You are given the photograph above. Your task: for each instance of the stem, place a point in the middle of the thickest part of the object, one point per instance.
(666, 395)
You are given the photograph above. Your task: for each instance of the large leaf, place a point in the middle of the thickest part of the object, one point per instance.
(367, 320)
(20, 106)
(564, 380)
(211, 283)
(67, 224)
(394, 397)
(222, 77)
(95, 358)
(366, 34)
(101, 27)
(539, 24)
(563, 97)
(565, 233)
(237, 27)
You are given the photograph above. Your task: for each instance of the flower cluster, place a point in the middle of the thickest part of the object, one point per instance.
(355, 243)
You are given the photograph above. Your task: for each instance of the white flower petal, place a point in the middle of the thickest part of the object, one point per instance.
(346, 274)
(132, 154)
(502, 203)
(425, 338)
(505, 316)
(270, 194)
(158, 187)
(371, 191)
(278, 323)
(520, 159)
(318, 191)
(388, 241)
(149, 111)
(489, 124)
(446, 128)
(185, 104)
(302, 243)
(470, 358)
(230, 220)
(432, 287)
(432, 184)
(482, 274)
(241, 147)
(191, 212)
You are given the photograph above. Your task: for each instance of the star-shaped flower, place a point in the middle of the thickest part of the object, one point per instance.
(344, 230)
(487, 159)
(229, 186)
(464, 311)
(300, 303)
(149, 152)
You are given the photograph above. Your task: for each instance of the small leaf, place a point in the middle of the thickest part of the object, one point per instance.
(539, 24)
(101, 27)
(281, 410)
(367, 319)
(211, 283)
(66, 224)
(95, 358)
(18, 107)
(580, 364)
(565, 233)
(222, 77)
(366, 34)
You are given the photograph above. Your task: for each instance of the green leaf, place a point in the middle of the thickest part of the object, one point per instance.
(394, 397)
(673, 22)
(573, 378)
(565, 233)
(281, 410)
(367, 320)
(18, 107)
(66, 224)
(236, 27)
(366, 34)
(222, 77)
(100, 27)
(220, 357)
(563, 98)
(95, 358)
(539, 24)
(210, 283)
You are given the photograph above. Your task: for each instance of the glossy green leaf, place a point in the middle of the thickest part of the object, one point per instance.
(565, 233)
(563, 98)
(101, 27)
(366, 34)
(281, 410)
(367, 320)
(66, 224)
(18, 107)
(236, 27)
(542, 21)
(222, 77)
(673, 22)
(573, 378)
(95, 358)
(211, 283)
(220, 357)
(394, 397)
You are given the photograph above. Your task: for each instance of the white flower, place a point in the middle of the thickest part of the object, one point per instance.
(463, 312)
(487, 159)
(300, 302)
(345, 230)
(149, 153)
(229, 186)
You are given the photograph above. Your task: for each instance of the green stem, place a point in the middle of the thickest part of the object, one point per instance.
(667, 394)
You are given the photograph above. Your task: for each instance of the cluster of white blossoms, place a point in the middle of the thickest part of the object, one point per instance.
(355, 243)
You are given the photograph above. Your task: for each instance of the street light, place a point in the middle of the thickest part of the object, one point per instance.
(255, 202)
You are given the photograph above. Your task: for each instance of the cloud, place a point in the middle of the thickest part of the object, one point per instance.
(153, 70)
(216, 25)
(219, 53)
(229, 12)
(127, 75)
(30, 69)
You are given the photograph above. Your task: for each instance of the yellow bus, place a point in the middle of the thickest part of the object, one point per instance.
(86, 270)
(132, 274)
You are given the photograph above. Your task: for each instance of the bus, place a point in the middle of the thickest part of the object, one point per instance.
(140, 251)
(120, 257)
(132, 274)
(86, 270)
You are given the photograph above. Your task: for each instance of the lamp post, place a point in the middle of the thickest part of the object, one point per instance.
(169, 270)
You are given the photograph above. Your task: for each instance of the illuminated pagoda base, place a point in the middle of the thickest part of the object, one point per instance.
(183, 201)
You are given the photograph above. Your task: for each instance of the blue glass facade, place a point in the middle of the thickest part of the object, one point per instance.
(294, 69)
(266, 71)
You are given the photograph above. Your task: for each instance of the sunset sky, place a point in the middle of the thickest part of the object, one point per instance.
--------------------
Reproduce every row above word for word, leaving nothing out and changing nothing.

◆ COMPLETED EXERCISE ◆
You are given the photograph above. Your task: for each instance of the stem, place a point in the middle of the thickest part of the object, one point per instance.
(666, 395)
You are given the photograph above. Your task: for each instance of the large leaf, place a point in the middle of the thickest part of the object, one point per instance.
(367, 320)
(20, 106)
(564, 380)
(211, 283)
(67, 224)
(394, 397)
(222, 77)
(95, 358)
(366, 34)
(101, 27)
(539, 24)
(563, 97)
(565, 233)
(237, 27)
You are given the photograph above. Your task: for each instance of the flower cluster, place a point in the middle of the thickest part of the object, one point per instance.
(355, 243)
You are given the photograph above. Your task: for each instance of the white flower petal, place a point in the middle of the thickest part of the object, one point per instance.
(346, 274)
(132, 154)
(502, 203)
(425, 338)
(505, 316)
(270, 194)
(158, 187)
(371, 191)
(278, 323)
(520, 159)
(318, 191)
(388, 241)
(149, 111)
(489, 124)
(446, 128)
(185, 104)
(302, 243)
(470, 358)
(230, 220)
(432, 287)
(432, 184)
(482, 274)
(241, 147)
(191, 212)
You are given the photograph above. Your task: for each instance of the star-shaped flower, place a point in the middle of the thickest part of the object, one point per instance.
(344, 230)
(487, 159)
(229, 186)
(464, 311)
(300, 303)
(149, 152)
You are given the photograph above. Your task: for each instance of the small leaf, place a point in the middle of the thickest part of the object, one point per instance.
(539, 24)
(101, 27)
(281, 410)
(367, 319)
(211, 283)
(66, 224)
(95, 358)
(18, 107)
(580, 364)
(565, 233)
(222, 77)
(366, 34)
You are given the photograph above. Your task: for each instance of the green leaf, place a point in the middle of the thickest part of the object, one point per instance.
(394, 397)
(673, 22)
(573, 378)
(565, 233)
(281, 410)
(367, 320)
(18, 107)
(66, 224)
(236, 27)
(366, 34)
(222, 77)
(100, 27)
(220, 357)
(563, 98)
(95, 358)
(539, 24)
(210, 283)
You are given the photograph above. Your task: for each instance of the glossy green leaf, place a point in the middle of the thickest part of the object, one point per instance.
(565, 233)
(563, 98)
(101, 27)
(366, 34)
(281, 410)
(367, 320)
(66, 224)
(18, 107)
(236, 27)
(542, 21)
(222, 77)
(673, 22)
(573, 378)
(95, 358)
(211, 283)
(220, 357)
(394, 397)
You are given the photograph above. Your task: for each instance of the white flower, place a point in the middle of the thickest part of the object, one point per instance.
(463, 312)
(487, 159)
(300, 302)
(345, 230)
(149, 153)
(229, 186)
You are given the photograph above. Your task: for each instance of the green stem, place a point in the middle of the thickest part of the object, one point per instance.
(667, 394)
You are given the photograph above. Your task: for each instance of the cluster of white blossoms, place a point in the middle of the thickest part of the object, one point per instance.
(355, 243)
You are given the photograph above. Your task: for each instance of the street light, place a point in the middle of the thickest part of the object, one point per instance.
(255, 202)
You are given the photograph above. Your task: for each instance of the cloud, place a point in the middle of the thickest part of the object, one point per instance.
(153, 70)
(216, 25)
(219, 53)
(229, 12)
(127, 75)
(30, 69)
You are given the photograph above. Your task: for each instance of the yellow bus, place a point in the middle of the thickest part of the object, one point per instance.
(86, 270)
(132, 274)
You are given the photograph above. Your task: for each instance of the bus, place a point in the middle of the thickest part of the object, one point per instance.
(140, 251)
(120, 257)
(132, 274)
(86, 270)
You are given the photograph above. Your task: for each instance of the lamp post, place a point in the middle of the thickest part of the object, one point per instance.
(169, 270)
You are given the photograph above. Your task: for each instance of the illuminated pagoda base, place a point in the middle of the thickest part of the object, one point per instance.
(183, 201)
You are given the photograph above. Your task: for each instance of the blue glass facade, place a point in the middle of the thickest part of the object, one point per instance.
(294, 69)
(266, 71)
You are given the photograph above. Your task: for each instance of the sunset sky, place a point in the middle of the thickest part of the object, one point per instance.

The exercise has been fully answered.